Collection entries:
────────────────
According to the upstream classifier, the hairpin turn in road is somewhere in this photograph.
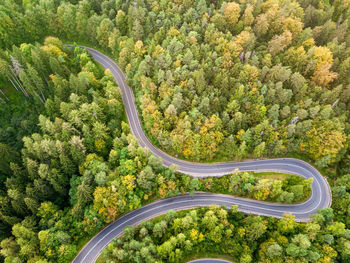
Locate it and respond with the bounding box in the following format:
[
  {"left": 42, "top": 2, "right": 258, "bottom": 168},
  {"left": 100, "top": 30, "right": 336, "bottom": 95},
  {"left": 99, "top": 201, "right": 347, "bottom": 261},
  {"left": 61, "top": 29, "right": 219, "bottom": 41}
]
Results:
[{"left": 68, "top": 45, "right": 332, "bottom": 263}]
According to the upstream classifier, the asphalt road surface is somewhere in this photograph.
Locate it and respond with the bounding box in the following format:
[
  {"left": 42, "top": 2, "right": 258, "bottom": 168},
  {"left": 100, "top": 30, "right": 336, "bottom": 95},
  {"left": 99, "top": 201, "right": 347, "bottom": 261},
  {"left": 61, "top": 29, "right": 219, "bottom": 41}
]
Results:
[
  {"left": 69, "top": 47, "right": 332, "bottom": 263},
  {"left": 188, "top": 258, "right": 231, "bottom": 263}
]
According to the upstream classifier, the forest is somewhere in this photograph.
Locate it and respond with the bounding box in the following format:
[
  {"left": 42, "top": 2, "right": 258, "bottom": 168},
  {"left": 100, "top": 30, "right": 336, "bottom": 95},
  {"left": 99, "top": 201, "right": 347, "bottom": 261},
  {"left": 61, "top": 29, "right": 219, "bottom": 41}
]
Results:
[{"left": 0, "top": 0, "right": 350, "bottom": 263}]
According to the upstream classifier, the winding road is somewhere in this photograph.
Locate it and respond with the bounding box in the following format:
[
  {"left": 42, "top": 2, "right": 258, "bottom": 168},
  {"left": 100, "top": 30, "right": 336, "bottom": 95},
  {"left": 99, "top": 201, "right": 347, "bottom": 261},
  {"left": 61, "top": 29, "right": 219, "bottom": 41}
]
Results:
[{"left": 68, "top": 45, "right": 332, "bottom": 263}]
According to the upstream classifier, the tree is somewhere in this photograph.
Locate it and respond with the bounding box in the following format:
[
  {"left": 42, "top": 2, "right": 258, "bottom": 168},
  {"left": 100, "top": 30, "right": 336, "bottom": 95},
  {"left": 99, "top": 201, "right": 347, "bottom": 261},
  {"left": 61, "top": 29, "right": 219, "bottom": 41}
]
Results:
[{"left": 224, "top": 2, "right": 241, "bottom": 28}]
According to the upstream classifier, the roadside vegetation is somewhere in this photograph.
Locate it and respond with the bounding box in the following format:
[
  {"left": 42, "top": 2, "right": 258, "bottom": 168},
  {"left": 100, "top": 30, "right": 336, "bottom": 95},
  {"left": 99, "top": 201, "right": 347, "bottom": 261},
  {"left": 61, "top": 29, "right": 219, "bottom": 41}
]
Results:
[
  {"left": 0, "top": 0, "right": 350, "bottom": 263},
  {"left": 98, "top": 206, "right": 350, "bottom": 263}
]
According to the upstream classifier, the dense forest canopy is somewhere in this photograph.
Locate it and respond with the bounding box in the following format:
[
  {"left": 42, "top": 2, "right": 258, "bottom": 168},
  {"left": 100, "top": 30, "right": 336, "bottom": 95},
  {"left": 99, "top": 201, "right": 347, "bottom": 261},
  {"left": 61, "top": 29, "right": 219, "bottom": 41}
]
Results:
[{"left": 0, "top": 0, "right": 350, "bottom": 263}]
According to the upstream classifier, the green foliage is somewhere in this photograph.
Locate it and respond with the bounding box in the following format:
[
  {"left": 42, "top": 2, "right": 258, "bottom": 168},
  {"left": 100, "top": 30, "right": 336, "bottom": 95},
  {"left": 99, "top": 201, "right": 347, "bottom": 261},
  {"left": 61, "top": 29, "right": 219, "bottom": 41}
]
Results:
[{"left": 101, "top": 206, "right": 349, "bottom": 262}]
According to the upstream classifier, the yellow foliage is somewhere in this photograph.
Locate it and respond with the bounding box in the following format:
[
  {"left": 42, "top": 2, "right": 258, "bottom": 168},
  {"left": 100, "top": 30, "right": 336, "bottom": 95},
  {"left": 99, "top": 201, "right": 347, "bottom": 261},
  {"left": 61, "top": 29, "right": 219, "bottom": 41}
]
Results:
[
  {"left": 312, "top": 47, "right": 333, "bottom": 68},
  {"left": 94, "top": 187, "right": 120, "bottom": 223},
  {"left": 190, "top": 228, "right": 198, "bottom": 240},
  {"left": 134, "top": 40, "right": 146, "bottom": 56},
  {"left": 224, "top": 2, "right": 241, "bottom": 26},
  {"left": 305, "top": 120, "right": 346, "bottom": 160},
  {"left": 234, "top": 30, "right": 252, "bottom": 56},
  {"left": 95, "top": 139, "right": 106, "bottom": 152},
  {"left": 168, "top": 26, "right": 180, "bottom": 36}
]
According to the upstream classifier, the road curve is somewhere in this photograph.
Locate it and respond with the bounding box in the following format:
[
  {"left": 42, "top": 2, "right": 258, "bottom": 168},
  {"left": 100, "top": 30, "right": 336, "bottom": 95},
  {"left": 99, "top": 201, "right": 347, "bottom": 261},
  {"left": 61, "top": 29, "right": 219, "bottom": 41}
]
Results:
────────────────
:: THE EXERCISE ::
Render the lines from the one holding "According to the upstream classifier, the green" through the last line, both included, as a JSON list of strings with one string for each line. Leave out any blank lines.

:: SOLUTION FOR THIS EXERCISE ::
[
  "According to the upstream classifier, the green foliage is somewhere in this photograph.",
  "Locate it and respond with the bounding box in the following format:",
  "[",
  "  {\"left\": 42, \"top\": 2, \"right\": 258, \"bottom\": 168},",
  "  {\"left\": 100, \"top\": 30, \"right\": 336, \"bottom\": 95},",
  "  {\"left\": 99, \"top\": 201, \"right\": 347, \"bottom\": 261},",
  "  {\"left\": 61, \"top\": 29, \"right\": 219, \"bottom\": 41}",
  "]",
  "Results:",
  "[{\"left\": 101, \"top\": 206, \"right\": 349, \"bottom\": 262}]",
  "According to the upstream classifier, the yellow foliage is somewhere in this photograph.",
  "Locate it and respond with the bounding box in the following format:",
  "[",
  "  {\"left\": 42, \"top\": 2, \"right\": 258, \"bottom\": 168},",
  "  {\"left\": 100, \"top\": 30, \"right\": 336, \"bottom\": 95},",
  "  {\"left\": 99, \"top\": 201, \"right\": 347, \"bottom\": 261},",
  "  {\"left\": 61, \"top\": 29, \"right\": 219, \"bottom\": 41}",
  "]",
  "Results:",
  "[",
  "  {\"left\": 312, \"top\": 47, \"right\": 333, \"bottom\": 68},",
  "  {\"left\": 94, \"top\": 187, \"right\": 120, \"bottom\": 223},",
  "  {\"left\": 190, \"top\": 228, \"right\": 198, \"bottom\": 240},",
  "  {\"left\": 134, \"top\": 40, \"right\": 146, \"bottom\": 56},",
  "  {\"left\": 224, \"top\": 2, \"right\": 241, \"bottom\": 26},",
  "  {\"left\": 305, \"top\": 120, \"right\": 346, \"bottom\": 160},",
  "  {\"left\": 234, \"top\": 30, \"right\": 252, \"bottom\": 56},",
  "  {\"left\": 95, \"top\": 139, \"right\": 106, \"bottom\": 152},",
  "  {\"left\": 168, \"top\": 26, \"right\": 180, \"bottom\": 36}",
  "]",
  "According to the upstream classifier, the road curve is somewhere in this photograph.",
  "Locate it and respond with the bounding box in the following format:",
  "[",
  "  {\"left\": 42, \"top\": 2, \"right\": 258, \"bottom\": 168},",
  "  {\"left\": 100, \"top\": 30, \"right\": 336, \"bottom\": 95},",
  "  {\"left\": 99, \"top\": 201, \"right\": 347, \"bottom\": 261},",
  "  {\"left\": 61, \"top\": 29, \"right\": 219, \"bottom\": 41}",
  "]",
  "Results:"
]